■ RECORDS FOR PROCESSING
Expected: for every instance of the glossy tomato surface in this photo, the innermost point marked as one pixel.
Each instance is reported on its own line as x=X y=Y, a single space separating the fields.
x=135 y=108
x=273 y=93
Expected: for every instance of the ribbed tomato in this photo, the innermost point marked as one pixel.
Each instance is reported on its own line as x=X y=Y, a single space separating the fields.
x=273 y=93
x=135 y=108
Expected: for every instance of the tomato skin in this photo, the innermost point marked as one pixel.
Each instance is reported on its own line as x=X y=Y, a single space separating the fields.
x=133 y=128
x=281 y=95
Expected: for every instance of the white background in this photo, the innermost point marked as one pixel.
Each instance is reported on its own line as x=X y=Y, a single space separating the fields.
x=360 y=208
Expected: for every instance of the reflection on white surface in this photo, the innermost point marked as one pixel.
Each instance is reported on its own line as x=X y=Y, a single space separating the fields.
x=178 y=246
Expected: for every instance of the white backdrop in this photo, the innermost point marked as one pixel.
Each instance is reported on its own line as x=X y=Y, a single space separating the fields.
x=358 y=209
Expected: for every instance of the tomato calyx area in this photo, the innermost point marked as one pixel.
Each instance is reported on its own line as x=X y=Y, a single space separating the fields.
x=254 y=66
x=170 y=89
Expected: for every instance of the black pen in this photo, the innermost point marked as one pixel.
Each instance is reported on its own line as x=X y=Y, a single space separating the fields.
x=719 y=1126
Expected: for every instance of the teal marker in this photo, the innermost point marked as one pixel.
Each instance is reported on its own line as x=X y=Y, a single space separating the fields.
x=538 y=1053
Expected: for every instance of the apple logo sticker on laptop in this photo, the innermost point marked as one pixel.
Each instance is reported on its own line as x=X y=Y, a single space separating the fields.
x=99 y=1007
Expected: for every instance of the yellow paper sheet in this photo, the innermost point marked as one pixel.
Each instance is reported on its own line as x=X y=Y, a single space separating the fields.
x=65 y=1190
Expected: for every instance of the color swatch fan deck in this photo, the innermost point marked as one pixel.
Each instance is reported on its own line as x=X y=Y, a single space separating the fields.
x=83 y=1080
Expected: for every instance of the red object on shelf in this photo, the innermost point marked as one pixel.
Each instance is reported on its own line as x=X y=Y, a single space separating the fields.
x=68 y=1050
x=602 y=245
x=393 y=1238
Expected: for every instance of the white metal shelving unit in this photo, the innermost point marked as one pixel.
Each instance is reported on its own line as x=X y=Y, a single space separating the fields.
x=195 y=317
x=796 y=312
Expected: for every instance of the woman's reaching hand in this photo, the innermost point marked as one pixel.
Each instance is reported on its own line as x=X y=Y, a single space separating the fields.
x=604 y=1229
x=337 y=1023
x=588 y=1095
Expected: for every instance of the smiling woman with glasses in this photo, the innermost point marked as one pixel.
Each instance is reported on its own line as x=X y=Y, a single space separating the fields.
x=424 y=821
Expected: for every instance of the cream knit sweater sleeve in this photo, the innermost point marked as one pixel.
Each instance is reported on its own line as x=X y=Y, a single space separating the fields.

■ WHAT TO PRODUCE
Copy out every line of the data above verbatim, from the first line to the last, without adding, dropping, or changing anything.

■ THE ANSWER
Expected: for every instance of the glossy tomato surface in this photo, the innermost point marked as one pixel.
Each instance is reported on its own line as x=X y=Y, a single space separating the fields.
x=135 y=108
x=273 y=93
Expected: for every instance of the ribbed tomato in this photo, the innermost point marked as one pixel.
Each instance is reported on its own line as x=X y=Y, a single space separating the fields.
x=273 y=93
x=135 y=108
Expected: for every instance of the tomato skin in this photo, the innermost point marked as one pixel.
Each instance is reported on its own line as x=X y=Y, a single space separating the fields.
x=133 y=128
x=281 y=95
Expected: for every instance of the white background in this photo, the innermost point marked as one pixel.
Each instance is reported on its own line as x=X y=Y, a single space separating the fields.
x=360 y=208
Expected: for every instance of the reflection on white surface in this photo, the innermost point marked as one pixel.
Each instance is reported on its own line as x=X y=Y, a single space separating the fields.
x=178 y=246
Expected: for every instance of the white backdrop in this photo, the innermost point marked as one pixel.
Each instance is reported on its own line as x=X y=Y, a single space separating the fields.
x=358 y=209
Expected: for every instance of the tomato calyx area in this photo, the innermost point marked as one pixel.
Each instance is reported on its own line as x=X y=Y, a single space separating the fields.
x=254 y=66
x=170 y=89
Expected: for every instance of the black pen in this photo, the innermost point marked as one pixel.
Each instance is reported on its own line as x=X y=Y, a single space separating the fields.
x=719 y=1126
Expected: for every instance of the teal marker in this photo, the innermost point marked as one pixel.
Each instance is reported on its own line as x=X y=Y, a single space separating the fields.
x=538 y=1053
Expected: for every instance of the apple logo sticker on laptop in this photo, the innermost point marked as one pixel.
Each instance is reported on its own line as x=X y=Y, a single space separating the fields.
x=99 y=1007
Expected: for every instance of the yellow paper sheet in this photo, the innermost point marked as one pixel.
Each instance is reported on its own line as x=X y=Y, a single space separating the fields.
x=65 y=1190
Expected: for every instance of the color swatch fan deck in this photo, the innermost point marked as one pixel.
Each instance is reported on its own line as x=X y=Y, a single space separating the fields.
x=83 y=1080
Expected: for every instance of the red object on shelf in this photo, the innermost point marked as one pixel.
Each instance is reported on its own line as x=X y=Y, a single space separating the fields.
x=68 y=1050
x=602 y=245
x=393 y=1238
Expected: for every instance of the white metal shelving unit in this photo, the innermost point marked as one pixel.
Each instance is reported on its own line as x=X y=Y, a single space separating the fields.
x=195 y=317
x=796 y=312
Expected: for every instance of the woman's reaching hand in this photo, the innermost point marked as one pixel.
Each instance is reported on its own line as x=X y=Y, a single space separating the fields.
x=604 y=1229
x=337 y=1023
x=588 y=1095
Expected: for every instance of the smiling woman with glasses in this photo, the innermost point marked as one pixel.
Each instance is reported on its own line as x=X y=Y, a single space separating the fields.
x=424 y=821
Expected: for every instance of the cream knit sweater sleeve in this photo, the innermost point marked as one pixel.
Each instance is reported on its own line as x=X y=Y, a single space separating the fields.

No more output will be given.